◆ BRIEF ◆
Could you set down exactly the lines of the data below, starting at the one that holds "shrub, one point per instance" and ending at the one that holds "point(438, 445)", both included, and only those?

=== RECORDS PROVIDED ===

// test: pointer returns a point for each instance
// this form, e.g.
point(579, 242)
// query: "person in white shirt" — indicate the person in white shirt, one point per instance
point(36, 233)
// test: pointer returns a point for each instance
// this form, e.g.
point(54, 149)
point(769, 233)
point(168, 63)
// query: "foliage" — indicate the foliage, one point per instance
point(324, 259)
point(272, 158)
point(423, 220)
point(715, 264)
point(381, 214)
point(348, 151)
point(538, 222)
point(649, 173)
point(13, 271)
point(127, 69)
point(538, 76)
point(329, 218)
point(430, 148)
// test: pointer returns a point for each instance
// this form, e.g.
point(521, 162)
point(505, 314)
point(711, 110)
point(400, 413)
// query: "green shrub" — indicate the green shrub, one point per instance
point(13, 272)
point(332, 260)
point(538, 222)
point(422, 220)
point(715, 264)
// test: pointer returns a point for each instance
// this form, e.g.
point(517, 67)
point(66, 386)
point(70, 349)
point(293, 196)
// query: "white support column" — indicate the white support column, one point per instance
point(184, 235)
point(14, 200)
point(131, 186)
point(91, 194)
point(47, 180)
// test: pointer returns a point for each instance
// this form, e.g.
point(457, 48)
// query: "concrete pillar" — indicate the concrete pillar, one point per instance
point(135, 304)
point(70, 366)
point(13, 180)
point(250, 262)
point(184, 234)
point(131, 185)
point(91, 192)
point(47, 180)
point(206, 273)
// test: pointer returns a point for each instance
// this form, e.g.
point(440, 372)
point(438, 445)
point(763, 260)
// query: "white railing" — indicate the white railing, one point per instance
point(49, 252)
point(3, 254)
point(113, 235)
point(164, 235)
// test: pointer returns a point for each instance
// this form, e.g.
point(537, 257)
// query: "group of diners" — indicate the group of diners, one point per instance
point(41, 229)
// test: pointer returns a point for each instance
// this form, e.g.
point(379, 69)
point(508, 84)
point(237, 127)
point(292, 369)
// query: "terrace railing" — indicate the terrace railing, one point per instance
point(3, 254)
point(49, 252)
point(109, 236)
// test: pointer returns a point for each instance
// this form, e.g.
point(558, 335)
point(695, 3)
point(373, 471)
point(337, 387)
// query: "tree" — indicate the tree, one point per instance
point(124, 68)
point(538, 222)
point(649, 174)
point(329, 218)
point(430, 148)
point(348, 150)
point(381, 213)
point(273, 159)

===

◆ EXERCISE RESULT ◆
// query: "green shrub" — indicate the green shrub, one point per instance
point(13, 272)
point(332, 260)
point(538, 222)
point(422, 220)
point(715, 264)
// test: pointer returns a point for each instance
// this form, e.g.
point(517, 67)
point(66, 386)
point(70, 349)
point(293, 196)
// query: "white support column" — indicate the white support column, one point per instance
point(184, 235)
point(14, 200)
point(131, 186)
point(91, 194)
point(47, 180)
// test: pointer returns a point for each instance
// this form, e.g.
point(457, 48)
// query: "concrete pillar" — indicate the concrete pillar, one point per instance
point(135, 304)
point(70, 366)
point(13, 180)
point(250, 262)
point(184, 234)
point(131, 185)
point(91, 192)
point(47, 180)
point(206, 273)
// test: pointer returns a point for each instance
// this form, e.g.
point(440, 372)
point(438, 445)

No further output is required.